Recorded data.
+ + + + +

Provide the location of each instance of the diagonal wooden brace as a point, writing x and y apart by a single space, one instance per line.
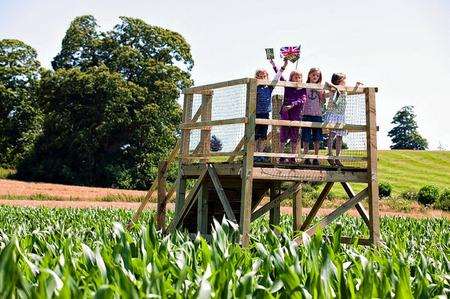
190 199
317 205
359 207
276 201
339 211
221 193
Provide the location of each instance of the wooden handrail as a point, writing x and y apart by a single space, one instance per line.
311 124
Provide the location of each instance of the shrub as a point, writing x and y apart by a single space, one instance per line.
443 202
384 189
428 194
409 195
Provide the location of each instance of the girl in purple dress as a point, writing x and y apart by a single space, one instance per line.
291 109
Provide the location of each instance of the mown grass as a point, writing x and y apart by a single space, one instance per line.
6 173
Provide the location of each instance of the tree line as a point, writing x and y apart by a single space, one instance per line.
106 112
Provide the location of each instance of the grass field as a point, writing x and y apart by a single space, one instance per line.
73 253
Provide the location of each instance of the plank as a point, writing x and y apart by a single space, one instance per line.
247 163
317 205
190 199
205 134
310 124
211 123
297 210
349 89
202 209
236 151
275 201
221 193
338 212
308 175
301 156
274 213
201 88
162 196
371 135
359 207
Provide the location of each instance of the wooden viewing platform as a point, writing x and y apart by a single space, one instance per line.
232 184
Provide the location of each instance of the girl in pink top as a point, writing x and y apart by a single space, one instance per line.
312 111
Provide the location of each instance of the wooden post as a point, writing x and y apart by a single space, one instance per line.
374 221
205 135
202 209
184 150
274 214
162 195
276 106
297 211
247 172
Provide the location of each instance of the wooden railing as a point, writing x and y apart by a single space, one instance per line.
202 151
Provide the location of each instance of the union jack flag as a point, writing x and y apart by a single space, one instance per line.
290 53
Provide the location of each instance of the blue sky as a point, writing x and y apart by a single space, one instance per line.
400 46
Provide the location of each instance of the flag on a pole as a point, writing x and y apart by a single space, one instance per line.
290 53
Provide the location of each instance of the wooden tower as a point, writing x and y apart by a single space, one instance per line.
232 184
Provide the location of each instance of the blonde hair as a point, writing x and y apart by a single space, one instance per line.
293 73
261 71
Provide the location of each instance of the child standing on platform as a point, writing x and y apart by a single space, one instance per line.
312 111
291 109
263 107
336 114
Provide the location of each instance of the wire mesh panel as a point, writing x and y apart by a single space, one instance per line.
226 103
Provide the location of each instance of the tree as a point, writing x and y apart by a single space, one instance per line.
110 104
404 135
20 115
216 144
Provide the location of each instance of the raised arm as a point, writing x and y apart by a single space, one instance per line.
278 72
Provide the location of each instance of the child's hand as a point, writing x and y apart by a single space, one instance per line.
286 108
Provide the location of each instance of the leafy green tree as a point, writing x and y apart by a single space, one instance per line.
404 135
20 116
110 104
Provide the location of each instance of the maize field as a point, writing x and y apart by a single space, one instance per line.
74 253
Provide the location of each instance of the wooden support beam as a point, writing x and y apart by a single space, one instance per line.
301 156
247 163
154 186
338 212
237 150
276 107
317 205
199 89
276 201
274 213
310 124
205 134
162 196
297 210
204 125
221 193
327 86
308 175
359 207
202 209
190 199
371 136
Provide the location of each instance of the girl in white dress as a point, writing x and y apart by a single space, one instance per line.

+ + + + +

Activity. Copy the records exactly. Skip any pictures.

Problem solution.
Provide the location of each instance of the diagonal wooden brace as a point, writing x and y apart by a single space, one instance per line.
190 199
317 205
359 207
276 201
339 211
221 193
Provide the location of each instance of the wooden handrail as a point, writing x and y apart by a single space, one instance per line.
311 124
Provide the location of each instance of the shrub as a point, writing x and y apart by a single space, one instance per line.
443 202
384 189
428 194
409 195
Provide the location of each instance of the girl in purple dress as a point, writing x and y apart by a single space, one instance per line.
291 109
Provide the location of each instance of the mown grass as a point, writing x and y apart by a single space, one instance per line.
6 173
Provide the location of each instance of the tree line as a point, writing x and y apart by a single space, one instance per line.
106 112
Provide the location of each instance of the grass field as a point, writing x and y apart by a single space, one instance per line.
73 253
Provide the location of each instance of the plank as a point, writing x and y apart by a single space, one instance per line.
247 163
317 205
190 199
205 134
310 124
211 123
297 210
349 89
202 209
236 151
275 201
221 193
338 212
308 175
301 156
274 213
201 88
162 196
371 135
359 207
Provide the location of each instance of the wooden viewing platform as a point, writing x and y apart by a single space, one instance per line.
232 184
Provide the location of each instance of the girl in pink top as a point, writing x and y apart by a single space, one instance per line.
312 111
Provide the location of each instance of the wooden post as a point, writing x and y apart by a single space, one instance per line.
374 221
205 135
202 209
184 150
274 214
162 195
276 106
297 211
247 172
Provide the location of each instance of the wooden railing as a point, writing x and y apart by a single space, one instance per line.
202 151
Provide the location of each instance of the union jack flag as a point, writing x and y apart by a single space, one instance per line.
290 53
Provide the location of each instance of the blue sky as a point, writing x and y apart by a single space, one instance per line.
400 46
Provide the location of each instance of the flag on a pole as a point, writing x and y apart by a single space, one instance per line.
290 53
Provide the location of each instance of the wooden tower as a point, writing x and y apart by a single space, one instance per line.
232 184
Provide the location of each instance of the blonde hair as a point, writing x and y apart by a single space, one instance per line.
293 73
261 71
Provide the location of each instance of the child standing on platform as a point, writing x and y apart by a single space, one instance per line.
312 111
291 109
263 107
336 114
Provide the location of each instance of the wire mesh panel as a point, writing x and y apart by a single space, one instance per line.
226 103
Provide the location of each instance of the tree as a point, writing x and y apart by a single space, one instance per line.
110 104
404 135
20 115
216 144
Provide the location of each instance of the raised arm as a point, writing x and y apart by a single space, one instance per line.
278 72
Provide the location of each instance of the child's hand as a point, writing x and y apart by a single space, one instance per line.
286 108
Provide the location of each instance of the leafy green tree as a point, writing x and y apart by a single space, one instance per line.
404 135
20 116
110 104
Provide the location of each instance of the maize field as a point, writing x and y apart by a single space, one instance per line.
74 253
Provide the location of each instance of the wooden support beam as a point, writing x and y apart by a single space, one instance per line.
301 156
247 163
154 186
338 212
237 150
276 107
317 205
199 89
276 201
274 213
310 124
205 134
162 196
297 210
204 125
221 193
327 86
308 175
359 207
202 209
190 199
371 136
Provide the location of each instance of the girl in white dress as a point, writing x and y apart by a single space, one instance per line.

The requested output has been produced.